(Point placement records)
((
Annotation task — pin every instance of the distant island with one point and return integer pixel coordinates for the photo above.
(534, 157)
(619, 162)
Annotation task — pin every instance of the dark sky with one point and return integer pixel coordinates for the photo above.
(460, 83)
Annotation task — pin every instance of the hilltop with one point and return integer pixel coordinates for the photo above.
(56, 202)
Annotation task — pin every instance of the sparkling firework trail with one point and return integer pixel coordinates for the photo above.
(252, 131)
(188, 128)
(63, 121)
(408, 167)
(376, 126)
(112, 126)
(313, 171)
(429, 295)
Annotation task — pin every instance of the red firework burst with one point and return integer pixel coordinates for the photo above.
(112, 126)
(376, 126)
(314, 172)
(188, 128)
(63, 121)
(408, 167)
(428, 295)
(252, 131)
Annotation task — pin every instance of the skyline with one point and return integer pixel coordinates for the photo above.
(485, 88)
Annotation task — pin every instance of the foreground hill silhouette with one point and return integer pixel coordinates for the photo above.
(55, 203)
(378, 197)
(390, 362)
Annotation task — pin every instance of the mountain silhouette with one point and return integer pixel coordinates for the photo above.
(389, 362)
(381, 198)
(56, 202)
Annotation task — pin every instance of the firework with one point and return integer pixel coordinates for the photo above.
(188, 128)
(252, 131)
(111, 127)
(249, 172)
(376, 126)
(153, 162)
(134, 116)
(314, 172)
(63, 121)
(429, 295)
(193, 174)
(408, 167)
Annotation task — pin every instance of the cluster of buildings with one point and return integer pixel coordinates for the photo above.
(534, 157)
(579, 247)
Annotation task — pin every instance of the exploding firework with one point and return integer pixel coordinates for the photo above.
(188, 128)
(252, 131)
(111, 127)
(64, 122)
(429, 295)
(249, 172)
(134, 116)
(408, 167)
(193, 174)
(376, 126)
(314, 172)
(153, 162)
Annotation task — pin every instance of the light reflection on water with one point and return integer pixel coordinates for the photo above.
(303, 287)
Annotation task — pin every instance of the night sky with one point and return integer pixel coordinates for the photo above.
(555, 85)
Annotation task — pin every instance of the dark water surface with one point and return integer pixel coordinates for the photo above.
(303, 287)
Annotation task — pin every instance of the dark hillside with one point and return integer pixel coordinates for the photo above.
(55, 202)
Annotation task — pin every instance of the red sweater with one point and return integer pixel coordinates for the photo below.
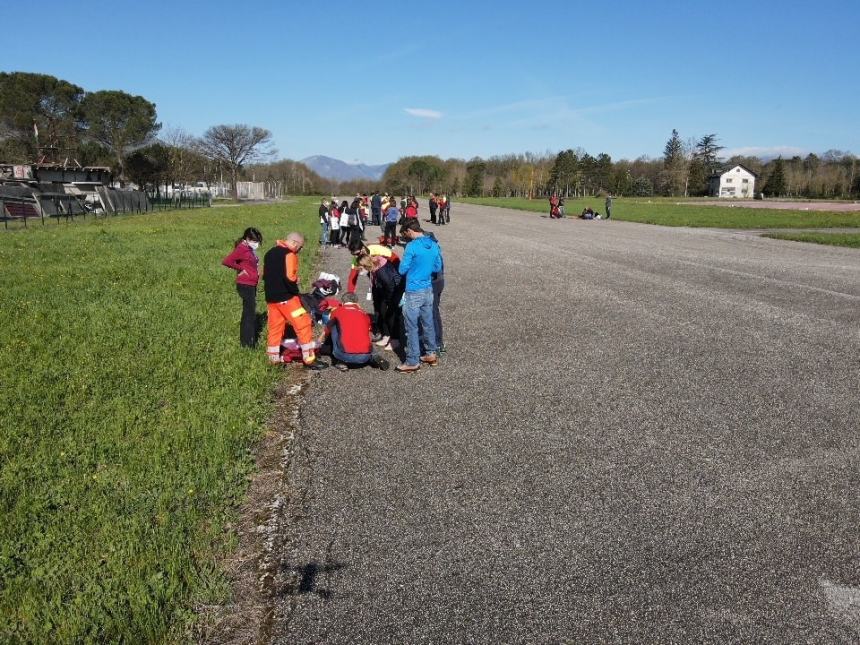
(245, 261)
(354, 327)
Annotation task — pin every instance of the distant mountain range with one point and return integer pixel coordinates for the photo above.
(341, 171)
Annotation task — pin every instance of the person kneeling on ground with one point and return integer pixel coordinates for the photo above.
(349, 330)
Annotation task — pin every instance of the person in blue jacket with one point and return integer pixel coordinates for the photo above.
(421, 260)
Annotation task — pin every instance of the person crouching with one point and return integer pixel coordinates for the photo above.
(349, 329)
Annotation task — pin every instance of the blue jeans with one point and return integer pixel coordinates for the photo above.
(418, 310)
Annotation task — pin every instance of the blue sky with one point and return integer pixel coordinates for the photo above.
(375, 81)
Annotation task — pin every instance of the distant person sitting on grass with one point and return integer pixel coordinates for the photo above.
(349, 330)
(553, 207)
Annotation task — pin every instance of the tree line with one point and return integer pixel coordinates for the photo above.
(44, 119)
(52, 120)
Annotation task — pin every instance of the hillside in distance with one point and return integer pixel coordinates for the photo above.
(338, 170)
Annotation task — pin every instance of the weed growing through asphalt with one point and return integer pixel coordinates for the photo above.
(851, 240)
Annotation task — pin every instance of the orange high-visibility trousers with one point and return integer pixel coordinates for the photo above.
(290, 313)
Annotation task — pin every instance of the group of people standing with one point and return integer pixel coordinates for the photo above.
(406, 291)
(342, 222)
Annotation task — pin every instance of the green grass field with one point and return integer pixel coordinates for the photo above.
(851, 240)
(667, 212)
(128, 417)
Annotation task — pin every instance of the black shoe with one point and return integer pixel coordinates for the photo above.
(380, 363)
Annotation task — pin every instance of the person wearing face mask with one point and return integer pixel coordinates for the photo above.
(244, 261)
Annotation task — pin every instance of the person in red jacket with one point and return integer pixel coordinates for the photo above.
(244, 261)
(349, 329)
))
((
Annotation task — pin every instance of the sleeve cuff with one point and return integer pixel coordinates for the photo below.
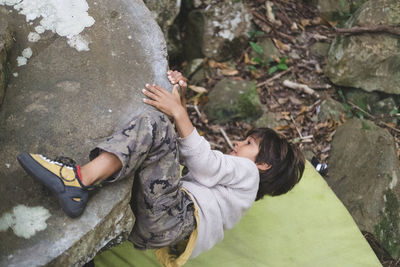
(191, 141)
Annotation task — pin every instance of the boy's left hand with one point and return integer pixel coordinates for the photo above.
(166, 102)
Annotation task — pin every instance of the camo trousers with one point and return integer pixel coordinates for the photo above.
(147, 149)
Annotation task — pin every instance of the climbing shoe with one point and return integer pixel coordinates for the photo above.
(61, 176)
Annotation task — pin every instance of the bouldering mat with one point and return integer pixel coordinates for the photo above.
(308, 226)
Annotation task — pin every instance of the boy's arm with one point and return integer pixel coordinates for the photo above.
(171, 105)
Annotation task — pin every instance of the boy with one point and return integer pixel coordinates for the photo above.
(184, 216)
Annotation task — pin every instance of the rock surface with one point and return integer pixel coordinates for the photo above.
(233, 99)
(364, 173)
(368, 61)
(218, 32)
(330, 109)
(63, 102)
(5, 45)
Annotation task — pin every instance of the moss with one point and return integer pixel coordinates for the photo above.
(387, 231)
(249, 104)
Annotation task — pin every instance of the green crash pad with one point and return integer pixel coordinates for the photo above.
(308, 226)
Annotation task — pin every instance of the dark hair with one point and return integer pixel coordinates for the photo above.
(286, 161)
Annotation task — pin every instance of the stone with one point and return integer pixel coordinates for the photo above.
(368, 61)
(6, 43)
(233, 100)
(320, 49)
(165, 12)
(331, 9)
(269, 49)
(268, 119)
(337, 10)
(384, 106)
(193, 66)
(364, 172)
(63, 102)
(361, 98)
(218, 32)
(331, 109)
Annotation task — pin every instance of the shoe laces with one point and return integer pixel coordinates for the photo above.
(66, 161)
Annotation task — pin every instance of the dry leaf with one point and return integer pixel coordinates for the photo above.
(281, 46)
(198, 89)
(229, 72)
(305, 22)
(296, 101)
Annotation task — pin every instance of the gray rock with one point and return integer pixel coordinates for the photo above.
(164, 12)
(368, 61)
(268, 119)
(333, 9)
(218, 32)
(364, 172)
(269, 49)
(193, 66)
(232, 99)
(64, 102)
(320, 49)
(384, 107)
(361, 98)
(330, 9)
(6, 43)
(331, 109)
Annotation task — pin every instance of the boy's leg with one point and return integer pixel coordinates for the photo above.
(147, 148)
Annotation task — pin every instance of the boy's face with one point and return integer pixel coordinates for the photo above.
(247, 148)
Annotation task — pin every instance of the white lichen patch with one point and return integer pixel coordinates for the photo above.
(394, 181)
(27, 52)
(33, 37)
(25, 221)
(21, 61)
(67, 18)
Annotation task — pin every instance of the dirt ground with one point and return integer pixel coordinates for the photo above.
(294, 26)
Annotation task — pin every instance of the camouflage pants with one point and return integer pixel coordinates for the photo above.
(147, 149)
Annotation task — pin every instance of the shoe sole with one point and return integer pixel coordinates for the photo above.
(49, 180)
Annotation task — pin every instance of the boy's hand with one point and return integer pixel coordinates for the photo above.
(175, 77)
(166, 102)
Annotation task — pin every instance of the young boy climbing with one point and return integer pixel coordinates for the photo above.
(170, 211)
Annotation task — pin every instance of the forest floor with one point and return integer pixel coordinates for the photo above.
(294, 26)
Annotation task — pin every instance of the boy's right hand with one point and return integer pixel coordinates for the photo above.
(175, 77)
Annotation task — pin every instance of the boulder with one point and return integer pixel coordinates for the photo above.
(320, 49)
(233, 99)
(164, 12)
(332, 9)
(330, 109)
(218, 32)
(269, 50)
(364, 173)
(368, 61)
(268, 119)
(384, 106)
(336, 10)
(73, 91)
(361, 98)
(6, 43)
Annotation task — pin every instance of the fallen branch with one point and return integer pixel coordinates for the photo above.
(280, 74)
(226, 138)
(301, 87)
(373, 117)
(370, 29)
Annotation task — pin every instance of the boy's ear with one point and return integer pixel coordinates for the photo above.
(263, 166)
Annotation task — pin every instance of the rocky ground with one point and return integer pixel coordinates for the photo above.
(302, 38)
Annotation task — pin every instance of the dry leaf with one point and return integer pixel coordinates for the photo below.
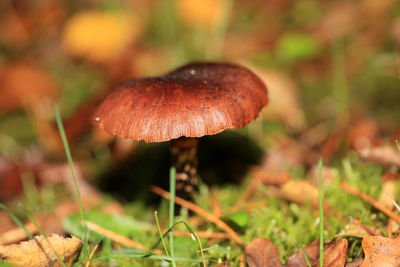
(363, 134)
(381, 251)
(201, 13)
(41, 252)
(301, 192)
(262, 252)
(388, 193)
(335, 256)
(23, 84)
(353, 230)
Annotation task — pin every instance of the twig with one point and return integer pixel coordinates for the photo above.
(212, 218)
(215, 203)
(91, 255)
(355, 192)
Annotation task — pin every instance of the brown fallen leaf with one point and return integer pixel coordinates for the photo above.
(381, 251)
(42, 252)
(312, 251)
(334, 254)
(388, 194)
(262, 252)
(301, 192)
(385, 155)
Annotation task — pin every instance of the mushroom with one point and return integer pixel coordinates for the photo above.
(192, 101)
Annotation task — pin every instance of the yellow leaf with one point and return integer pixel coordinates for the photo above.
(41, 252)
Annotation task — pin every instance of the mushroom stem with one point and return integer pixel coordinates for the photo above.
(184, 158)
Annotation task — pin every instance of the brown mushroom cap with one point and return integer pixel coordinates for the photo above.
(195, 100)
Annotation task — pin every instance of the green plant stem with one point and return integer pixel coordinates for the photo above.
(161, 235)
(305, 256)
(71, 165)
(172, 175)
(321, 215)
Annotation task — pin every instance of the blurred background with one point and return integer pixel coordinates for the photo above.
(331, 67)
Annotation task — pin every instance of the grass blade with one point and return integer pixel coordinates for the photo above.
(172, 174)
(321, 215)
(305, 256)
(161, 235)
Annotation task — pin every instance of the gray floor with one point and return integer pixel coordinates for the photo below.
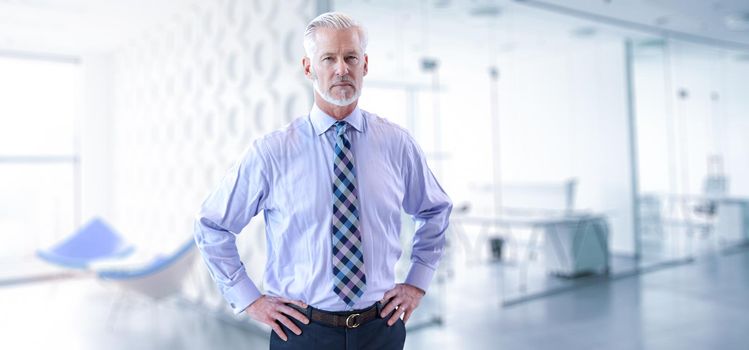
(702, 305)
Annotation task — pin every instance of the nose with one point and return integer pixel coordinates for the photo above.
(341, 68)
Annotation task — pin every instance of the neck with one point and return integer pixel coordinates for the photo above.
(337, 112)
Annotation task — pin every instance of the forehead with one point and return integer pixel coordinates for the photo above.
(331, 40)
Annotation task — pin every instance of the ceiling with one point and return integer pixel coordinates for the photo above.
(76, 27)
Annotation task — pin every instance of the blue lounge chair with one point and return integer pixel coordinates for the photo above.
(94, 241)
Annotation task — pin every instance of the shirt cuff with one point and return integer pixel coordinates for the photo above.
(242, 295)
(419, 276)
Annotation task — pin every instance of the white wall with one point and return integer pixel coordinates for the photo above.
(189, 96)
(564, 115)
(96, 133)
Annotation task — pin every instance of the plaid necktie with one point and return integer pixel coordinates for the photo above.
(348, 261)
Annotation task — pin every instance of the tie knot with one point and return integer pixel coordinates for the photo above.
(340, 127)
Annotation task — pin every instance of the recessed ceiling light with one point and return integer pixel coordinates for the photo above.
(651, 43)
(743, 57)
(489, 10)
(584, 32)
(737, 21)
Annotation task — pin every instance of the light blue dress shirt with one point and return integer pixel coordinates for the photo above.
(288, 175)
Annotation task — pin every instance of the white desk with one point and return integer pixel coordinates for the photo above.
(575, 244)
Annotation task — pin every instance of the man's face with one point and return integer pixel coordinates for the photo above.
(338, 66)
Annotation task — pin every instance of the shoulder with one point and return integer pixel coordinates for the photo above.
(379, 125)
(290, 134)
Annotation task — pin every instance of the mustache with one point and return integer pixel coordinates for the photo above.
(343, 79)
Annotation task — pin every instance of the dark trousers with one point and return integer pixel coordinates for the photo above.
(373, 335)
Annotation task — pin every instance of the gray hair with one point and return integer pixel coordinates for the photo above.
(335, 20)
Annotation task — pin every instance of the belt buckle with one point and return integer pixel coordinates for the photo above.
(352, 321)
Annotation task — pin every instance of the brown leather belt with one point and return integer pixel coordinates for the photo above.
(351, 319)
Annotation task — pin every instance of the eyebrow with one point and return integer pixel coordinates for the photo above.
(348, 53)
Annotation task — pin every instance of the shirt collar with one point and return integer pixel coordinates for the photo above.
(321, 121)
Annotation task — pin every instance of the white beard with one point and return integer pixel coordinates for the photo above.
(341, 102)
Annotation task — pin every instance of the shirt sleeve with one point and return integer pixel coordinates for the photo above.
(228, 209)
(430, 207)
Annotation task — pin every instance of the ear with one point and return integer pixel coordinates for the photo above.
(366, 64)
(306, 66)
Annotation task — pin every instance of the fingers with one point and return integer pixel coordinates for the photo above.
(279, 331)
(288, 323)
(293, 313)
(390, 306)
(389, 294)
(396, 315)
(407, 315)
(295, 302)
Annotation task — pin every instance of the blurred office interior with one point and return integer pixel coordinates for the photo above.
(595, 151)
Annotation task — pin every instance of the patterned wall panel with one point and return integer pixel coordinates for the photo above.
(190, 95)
))
((
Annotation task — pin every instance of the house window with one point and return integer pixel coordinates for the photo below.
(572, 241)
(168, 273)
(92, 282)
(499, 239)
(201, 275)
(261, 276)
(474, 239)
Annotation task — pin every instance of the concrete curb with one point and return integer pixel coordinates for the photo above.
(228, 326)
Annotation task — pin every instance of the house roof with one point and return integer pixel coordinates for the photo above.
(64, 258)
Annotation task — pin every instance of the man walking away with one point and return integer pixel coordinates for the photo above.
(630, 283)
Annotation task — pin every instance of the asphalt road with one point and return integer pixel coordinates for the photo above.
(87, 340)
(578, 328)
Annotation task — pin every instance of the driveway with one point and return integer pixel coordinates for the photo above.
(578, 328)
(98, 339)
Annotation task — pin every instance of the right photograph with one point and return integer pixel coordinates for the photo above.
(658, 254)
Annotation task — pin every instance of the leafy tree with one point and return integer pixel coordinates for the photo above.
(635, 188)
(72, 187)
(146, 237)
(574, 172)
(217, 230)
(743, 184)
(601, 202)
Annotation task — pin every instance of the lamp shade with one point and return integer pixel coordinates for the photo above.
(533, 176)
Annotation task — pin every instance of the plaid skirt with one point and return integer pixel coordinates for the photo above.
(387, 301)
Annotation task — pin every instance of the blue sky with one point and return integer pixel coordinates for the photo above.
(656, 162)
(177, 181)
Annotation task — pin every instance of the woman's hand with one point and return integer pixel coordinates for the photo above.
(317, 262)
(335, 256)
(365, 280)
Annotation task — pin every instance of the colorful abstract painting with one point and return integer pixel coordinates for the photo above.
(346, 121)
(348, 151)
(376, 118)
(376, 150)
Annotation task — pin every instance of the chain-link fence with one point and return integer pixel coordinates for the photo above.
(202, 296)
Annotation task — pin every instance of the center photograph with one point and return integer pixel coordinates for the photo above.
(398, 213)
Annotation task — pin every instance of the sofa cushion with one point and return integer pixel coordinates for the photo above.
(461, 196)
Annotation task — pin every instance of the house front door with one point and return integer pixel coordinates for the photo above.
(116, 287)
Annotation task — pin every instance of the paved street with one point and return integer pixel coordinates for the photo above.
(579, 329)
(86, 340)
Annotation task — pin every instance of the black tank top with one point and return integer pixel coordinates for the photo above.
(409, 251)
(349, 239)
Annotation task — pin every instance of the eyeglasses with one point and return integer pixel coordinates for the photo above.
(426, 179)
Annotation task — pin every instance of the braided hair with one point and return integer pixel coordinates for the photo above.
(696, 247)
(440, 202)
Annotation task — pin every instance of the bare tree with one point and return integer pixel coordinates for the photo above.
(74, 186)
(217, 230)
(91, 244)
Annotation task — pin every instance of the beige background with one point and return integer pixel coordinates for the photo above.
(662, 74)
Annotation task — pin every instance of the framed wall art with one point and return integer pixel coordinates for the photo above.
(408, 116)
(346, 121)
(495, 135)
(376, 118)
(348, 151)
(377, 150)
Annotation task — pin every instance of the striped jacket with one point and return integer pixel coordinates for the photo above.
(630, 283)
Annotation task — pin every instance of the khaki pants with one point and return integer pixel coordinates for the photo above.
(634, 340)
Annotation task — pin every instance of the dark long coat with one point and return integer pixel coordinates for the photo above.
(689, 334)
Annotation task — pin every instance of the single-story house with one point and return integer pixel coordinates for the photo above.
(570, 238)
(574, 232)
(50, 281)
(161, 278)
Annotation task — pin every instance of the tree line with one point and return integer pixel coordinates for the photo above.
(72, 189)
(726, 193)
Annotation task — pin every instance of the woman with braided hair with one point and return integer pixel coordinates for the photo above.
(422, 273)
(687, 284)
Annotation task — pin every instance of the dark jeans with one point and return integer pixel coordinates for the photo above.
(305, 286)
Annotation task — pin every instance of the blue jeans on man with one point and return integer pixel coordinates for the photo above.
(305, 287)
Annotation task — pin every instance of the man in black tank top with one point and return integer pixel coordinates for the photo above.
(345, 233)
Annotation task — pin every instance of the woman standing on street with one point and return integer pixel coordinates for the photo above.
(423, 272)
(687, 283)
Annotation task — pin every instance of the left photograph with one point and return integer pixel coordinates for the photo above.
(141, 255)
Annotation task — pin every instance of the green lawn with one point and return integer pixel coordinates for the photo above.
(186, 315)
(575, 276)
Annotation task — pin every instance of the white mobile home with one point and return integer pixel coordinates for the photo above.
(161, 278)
))
## WHAT NEEDS TO BE DONE:
Count the lines of the listing above that contain the string "blurred", treating uppercase and lowercase as different. Reply with the number only.

## RESPONSE:
2